- _Task instructions_:
Exactly the lines from the first line of the records to the line holding "266L173 276L155 235L111" should be duplicated, and nothing more; pictures stay out.
((
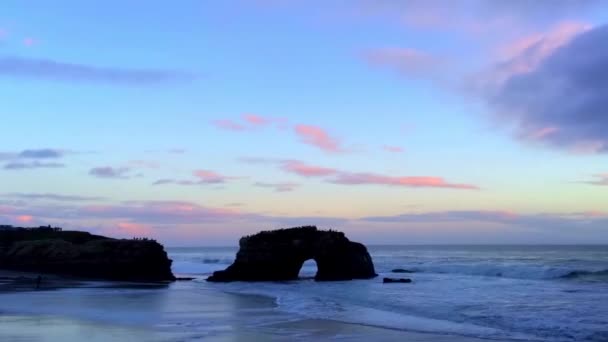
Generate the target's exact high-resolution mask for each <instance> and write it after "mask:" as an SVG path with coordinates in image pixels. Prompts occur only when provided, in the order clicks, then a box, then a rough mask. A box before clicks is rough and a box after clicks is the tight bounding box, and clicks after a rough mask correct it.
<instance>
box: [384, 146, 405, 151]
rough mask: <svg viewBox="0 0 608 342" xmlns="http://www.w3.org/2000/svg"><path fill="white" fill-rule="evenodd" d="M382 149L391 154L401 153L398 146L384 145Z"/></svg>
mask: <svg viewBox="0 0 608 342" xmlns="http://www.w3.org/2000/svg"><path fill="white" fill-rule="evenodd" d="M382 149H383V150H384V151H386V152H391V153H403V151H404V150H403V147H400V146H391V145H384V146H382Z"/></svg>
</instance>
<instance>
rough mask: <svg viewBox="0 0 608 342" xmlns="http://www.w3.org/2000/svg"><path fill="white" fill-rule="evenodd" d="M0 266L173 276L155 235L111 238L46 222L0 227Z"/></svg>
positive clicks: (106, 277)
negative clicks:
))
- _Task result_:
Generate the target's exact high-resolution mask for each <instance> and write it after "mask:" as an SVG path with coordinates in image pixels. Prompts occur only when provided, in the order clicks, then a box, then a rough mask. A box before clicks is rough and a box after clicks is the tight bounding box, and clicks after a rough mask correct it.
<instance>
box: [384, 146, 405, 151]
rough mask: <svg viewBox="0 0 608 342" xmlns="http://www.w3.org/2000/svg"><path fill="white" fill-rule="evenodd" d="M382 149L391 154L401 153L398 146L384 145Z"/></svg>
mask: <svg viewBox="0 0 608 342" xmlns="http://www.w3.org/2000/svg"><path fill="white" fill-rule="evenodd" d="M382 149H383V150H384V151H386V152H391V153H403V151H404V150H403V147H400V146H391V145H384V146H382Z"/></svg>
</instance>
<instance>
rough mask: <svg viewBox="0 0 608 342" xmlns="http://www.w3.org/2000/svg"><path fill="white" fill-rule="evenodd" d="M0 266L173 276L155 235L111 238L46 222L0 227Z"/></svg>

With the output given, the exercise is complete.